▶ EXERCISE
Render every line of the data below as a JSON list of strings, one string per line, skipping blank lines and leaving out the pictures.

▶ INFORMATION GIVEN
* START *

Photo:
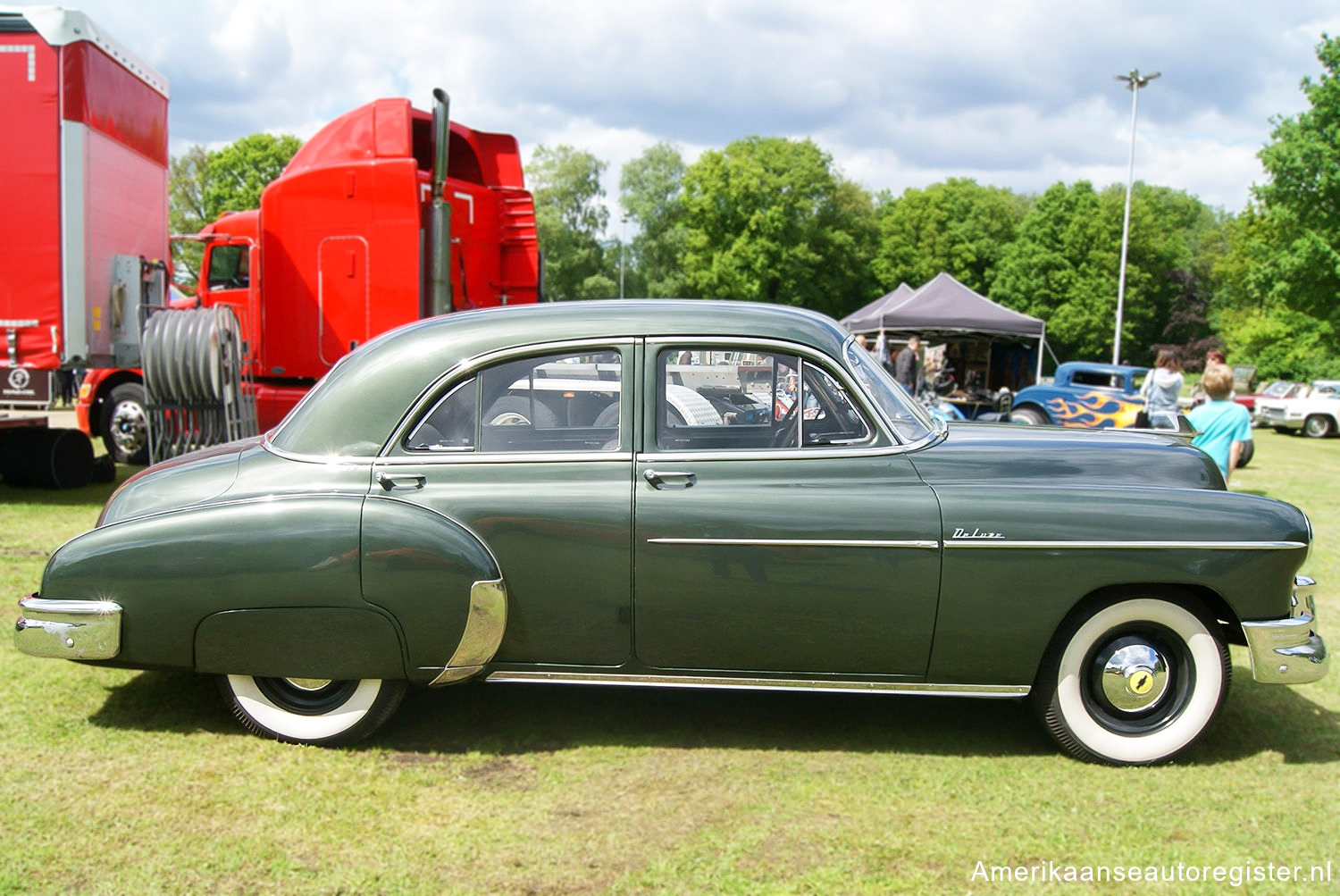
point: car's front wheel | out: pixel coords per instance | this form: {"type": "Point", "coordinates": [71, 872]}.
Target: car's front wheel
{"type": "Point", "coordinates": [1319, 426]}
{"type": "Point", "coordinates": [1133, 682]}
{"type": "Point", "coordinates": [1028, 417]}
{"type": "Point", "coordinates": [307, 710]}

* END *

▶ EXPECTED ANSWER
[
  "Photo:",
  "point: car's front wheel | out: pixel coords per instance | this form: {\"type\": \"Point\", \"coordinates\": [71, 872]}.",
  "Target: car's front wheel",
  "{\"type\": \"Point\", \"coordinates\": [1319, 426]}",
  "{\"type\": \"Point\", \"coordinates\": [1133, 682]}",
  "{\"type\": \"Point\", \"coordinates\": [1028, 417]}",
  "{\"type\": \"Point\", \"coordinates\": [307, 710]}"
]